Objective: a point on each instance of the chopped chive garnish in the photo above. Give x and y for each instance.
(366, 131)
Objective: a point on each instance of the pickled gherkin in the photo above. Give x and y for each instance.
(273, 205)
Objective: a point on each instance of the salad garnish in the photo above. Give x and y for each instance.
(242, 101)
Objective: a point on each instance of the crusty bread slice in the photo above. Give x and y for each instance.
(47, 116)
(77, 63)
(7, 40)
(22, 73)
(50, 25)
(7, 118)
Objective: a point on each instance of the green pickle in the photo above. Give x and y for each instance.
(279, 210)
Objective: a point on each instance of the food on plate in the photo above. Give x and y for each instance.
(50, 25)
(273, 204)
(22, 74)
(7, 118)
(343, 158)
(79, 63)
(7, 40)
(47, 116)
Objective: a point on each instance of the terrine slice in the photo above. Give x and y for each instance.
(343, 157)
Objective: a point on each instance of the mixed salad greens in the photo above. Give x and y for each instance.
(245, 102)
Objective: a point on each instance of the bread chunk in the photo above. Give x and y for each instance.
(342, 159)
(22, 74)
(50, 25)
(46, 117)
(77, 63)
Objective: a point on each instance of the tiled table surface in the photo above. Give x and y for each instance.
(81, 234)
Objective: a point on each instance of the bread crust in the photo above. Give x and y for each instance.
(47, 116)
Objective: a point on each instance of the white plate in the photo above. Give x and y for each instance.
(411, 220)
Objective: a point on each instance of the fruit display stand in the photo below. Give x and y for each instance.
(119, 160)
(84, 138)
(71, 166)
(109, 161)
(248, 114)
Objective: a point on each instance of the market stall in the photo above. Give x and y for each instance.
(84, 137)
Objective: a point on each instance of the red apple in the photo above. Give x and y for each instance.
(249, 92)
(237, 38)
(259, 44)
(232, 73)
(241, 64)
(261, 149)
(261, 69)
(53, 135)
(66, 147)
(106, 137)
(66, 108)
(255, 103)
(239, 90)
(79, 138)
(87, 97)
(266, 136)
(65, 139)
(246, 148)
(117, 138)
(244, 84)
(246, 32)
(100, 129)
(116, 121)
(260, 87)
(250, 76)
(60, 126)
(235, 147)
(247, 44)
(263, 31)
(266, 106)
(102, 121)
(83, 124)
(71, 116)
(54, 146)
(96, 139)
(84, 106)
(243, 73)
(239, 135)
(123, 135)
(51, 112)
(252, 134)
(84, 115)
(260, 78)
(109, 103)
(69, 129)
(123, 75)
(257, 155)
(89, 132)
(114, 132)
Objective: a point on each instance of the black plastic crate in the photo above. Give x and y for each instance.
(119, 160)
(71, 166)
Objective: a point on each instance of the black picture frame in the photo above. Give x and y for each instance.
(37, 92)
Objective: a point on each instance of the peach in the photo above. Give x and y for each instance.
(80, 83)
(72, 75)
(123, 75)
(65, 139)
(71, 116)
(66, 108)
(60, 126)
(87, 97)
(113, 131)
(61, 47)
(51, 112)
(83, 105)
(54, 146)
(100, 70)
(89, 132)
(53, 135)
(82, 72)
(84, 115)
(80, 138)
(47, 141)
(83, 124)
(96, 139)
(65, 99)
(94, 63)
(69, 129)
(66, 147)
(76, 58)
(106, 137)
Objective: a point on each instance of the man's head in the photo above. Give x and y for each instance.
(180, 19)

• Work required
Everything from the line containing "Objective: a point on each instance of the black plastic" through the final line of the listing, inclusive, must be reproduced exactly; leave out the rest.

• Output below
Objective: a point on each instance of the black plastic crate in the photo above. Give x and y for each instance.
(119, 160)
(71, 166)
Objective: a point on each instance of the black picture frame in the photo above. Give x and y for each instance.
(37, 92)
Objective: a point on each instance of the peach in the photo above. Give x and y for each instance.
(80, 83)
(72, 75)
(123, 75)
(65, 139)
(71, 116)
(66, 108)
(60, 126)
(87, 97)
(113, 131)
(61, 47)
(51, 112)
(83, 105)
(54, 146)
(100, 70)
(89, 132)
(53, 135)
(82, 72)
(84, 115)
(80, 138)
(47, 141)
(83, 124)
(96, 139)
(65, 99)
(94, 63)
(69, 129)
(66, 147)
(76, 58)
(106, 137)
Objective: a point on each instance of the man's head in the photo above. Give x and y for each instance.
(180, 19)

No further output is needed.